_Work to do_
Show each line of the records below that contains the string "photo". Case counts.
▶
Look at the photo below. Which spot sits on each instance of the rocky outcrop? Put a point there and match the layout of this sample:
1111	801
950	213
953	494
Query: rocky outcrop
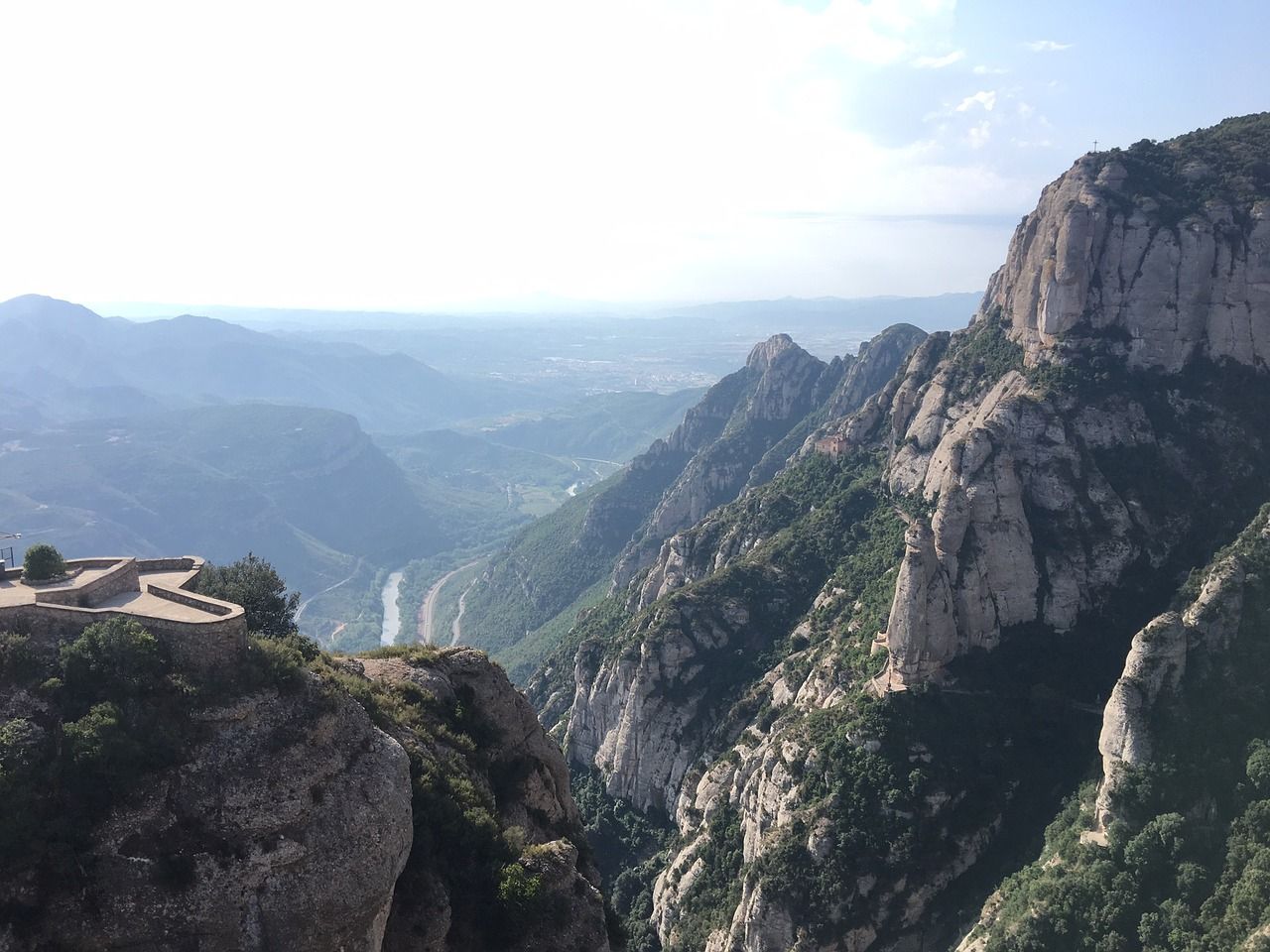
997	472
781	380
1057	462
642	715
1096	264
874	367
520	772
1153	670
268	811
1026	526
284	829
◀
▶
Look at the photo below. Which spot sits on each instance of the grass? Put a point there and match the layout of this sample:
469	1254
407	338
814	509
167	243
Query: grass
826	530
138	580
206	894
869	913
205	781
◀
_Expected answer_
Look at the photo below. Which spot sits on each instance of the rocky outcrop? Put a point there and match the layout of this sample:
Look at the photo below. Which spot sits on each instance of the grass? Put a point there and match the layout of this sample:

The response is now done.